:: Material provided ::
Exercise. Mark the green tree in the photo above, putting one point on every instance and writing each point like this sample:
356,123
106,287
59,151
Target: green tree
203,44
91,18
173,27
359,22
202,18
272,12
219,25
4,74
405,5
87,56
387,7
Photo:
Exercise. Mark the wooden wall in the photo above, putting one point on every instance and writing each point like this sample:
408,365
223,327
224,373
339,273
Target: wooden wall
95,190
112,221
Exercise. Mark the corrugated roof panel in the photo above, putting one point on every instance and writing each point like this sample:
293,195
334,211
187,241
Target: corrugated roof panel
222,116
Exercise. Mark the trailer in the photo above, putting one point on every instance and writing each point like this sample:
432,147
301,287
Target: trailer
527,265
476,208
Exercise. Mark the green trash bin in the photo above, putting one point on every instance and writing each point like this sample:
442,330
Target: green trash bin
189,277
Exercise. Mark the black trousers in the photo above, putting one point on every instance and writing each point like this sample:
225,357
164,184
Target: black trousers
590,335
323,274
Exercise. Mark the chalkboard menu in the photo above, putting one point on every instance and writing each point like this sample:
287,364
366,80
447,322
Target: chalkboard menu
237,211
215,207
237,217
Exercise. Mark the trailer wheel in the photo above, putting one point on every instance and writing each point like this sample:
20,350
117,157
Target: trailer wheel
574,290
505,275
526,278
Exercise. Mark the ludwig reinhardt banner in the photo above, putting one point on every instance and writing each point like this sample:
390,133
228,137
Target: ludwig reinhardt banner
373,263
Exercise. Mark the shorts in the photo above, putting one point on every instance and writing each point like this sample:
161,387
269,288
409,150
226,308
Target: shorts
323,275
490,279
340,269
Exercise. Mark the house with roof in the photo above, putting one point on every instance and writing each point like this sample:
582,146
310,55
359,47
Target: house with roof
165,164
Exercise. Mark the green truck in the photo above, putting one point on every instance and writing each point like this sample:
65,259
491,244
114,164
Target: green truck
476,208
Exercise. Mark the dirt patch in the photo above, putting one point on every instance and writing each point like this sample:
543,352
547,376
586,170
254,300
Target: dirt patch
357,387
:::
Work item
Output the data in full, exactly as it stands.

Response
Exercise. Mark the green tree in the photo above, putting one point on every instance and writing each point like this sample:
356,123
106,287
59,151
Target: green tree
203,44
91,18
173,27
359,22
202,18
272,12
219,25
4,74
405,5
87,56
387,7
Photo:
Exercise. Mark the wooden wall in the photo above, putting one point on every instance and writing each point like this sample:
408,365
223,327
224,373
339,273
Target: wooden wall
95,190
112,221
Exercise. Mark the corrugated roof panel in the photo above, putting one point on every instance and writing each point like this sample:
293,195
334,211
187,241
Target: corrugated roof panel
222,116
Exercise. Mark the trailer in the photo above, putting one point on every instance and writing each point like this sample:
432,147
301,287
Target: trailer
527,265
476,208
Exercise. Mark the green trash bin in the photo above, putting one point on every instance and writing each point like this sample:
442,330
Target: green trash bin
189,277
Exercise. Mark the black trousers in the photo above, putting one point on every instance and writing each point like this sample:
225,357
164,184
Target: black trousers
590,335
323,274
Exercise. Mark the chalkboard menu in the photo above, putting one point on every instance and writing each point like this sample:
287,364
366,80
447,322
Target: chalkboard menu
237,211
215,207
237,217
Exercise. Mark the trailer wheel in the photo above, putting one point on every instance and writing each point like this sample:
20,350
117,157
Target: trailer wheel
574,290
505,275
526,278
Exercise. Mark the ludwig reinhardt banner in the photo above, putting one point on every instance and writing each point like this sample:
390,133
228,137
Target: ludwig reinhardt banner
373,263
Exercise. Mark the shorts in the photo above, putting one point on every instance and writing each point like this sample:
161,387
269,288
409,150
226,308
Target: shorts
323,275
490,279
340,269
Exercise. Mark the house with roof in the photo above, putting one point on every instance and writing each point like this sample:
582,146
310,55
359,47
Target: house with roof
165,164
Exercise. Mark the green truck in the photo above, putting one point on every instance and writing each point like this sample:
65,259
491,244
114,164
Target: green truck
476,208
Exercise. Mark the dirt patch in the photo above, putting one point on every instance and writing each point like this sample:
543,352
547,376
586,170
254,300
Target: dirt patch
357,387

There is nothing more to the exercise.